• Task prompt: Please copy exactly the lines from the top of the data through the line containing "Target: saddle pad", and nothing else.

**** Provided material ****

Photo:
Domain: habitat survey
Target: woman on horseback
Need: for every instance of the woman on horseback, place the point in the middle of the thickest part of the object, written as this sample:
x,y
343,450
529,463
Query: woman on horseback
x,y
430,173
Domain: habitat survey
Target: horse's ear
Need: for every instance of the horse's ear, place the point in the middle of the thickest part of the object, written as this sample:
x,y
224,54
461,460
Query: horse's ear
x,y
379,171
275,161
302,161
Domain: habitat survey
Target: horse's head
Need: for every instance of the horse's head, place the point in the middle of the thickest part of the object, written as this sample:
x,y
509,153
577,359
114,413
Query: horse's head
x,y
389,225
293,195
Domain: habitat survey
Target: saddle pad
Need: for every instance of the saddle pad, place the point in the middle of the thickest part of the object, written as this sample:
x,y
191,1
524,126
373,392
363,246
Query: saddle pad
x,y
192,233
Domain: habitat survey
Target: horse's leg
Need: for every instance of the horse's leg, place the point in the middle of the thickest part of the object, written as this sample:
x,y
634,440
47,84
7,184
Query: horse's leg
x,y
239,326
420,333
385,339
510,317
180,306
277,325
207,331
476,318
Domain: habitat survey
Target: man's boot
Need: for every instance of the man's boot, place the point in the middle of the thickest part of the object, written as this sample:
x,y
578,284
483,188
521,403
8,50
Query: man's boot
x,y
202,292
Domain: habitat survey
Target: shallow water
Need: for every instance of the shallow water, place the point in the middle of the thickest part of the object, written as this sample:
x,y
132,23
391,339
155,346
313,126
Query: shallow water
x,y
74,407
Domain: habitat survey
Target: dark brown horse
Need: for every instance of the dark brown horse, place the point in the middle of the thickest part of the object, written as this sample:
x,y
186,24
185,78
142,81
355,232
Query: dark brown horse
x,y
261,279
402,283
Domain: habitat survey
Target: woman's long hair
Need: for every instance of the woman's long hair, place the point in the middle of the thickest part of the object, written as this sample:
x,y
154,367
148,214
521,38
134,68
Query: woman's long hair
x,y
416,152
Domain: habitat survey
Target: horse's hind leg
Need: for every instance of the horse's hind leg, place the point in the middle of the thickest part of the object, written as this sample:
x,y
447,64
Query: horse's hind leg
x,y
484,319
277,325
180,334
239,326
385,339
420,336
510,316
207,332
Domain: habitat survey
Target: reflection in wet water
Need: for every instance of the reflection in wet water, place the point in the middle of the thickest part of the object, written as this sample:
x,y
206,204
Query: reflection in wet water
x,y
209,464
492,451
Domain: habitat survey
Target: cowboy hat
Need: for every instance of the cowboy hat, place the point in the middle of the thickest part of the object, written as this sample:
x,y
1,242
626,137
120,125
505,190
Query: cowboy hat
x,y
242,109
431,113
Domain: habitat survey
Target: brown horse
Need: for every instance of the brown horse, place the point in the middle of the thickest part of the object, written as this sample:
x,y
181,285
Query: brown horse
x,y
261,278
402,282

****

• Response area:
Photo:
Domain: habitat survey
Target: woman on horseback
Need: for every instance of the woman on horseback, place the point in the middle of the thickest part of the object, written as this sample:
x,y
343,450
529,463
Query: woman on horseback
x,y
430,173
Domain: habitat survey
Target: horse's ear
Need: for every instance of the horse's ear, place the point in the middle of the thickest part of the object, written as this sample:
x,y
224,54
461,460
Query: horse's ear
x,y
379,171
275,161
302,161
Domain: habitat survey
Target: horse's head
Need: for every instance of the horse's head, place the point in the middle of the thickest part of the object, written as this sample:
x,y
509,153
577,359
114,413
Query: horse's head
x,y
389,225
293,195
Domain: habitat survey
Target: saddle pad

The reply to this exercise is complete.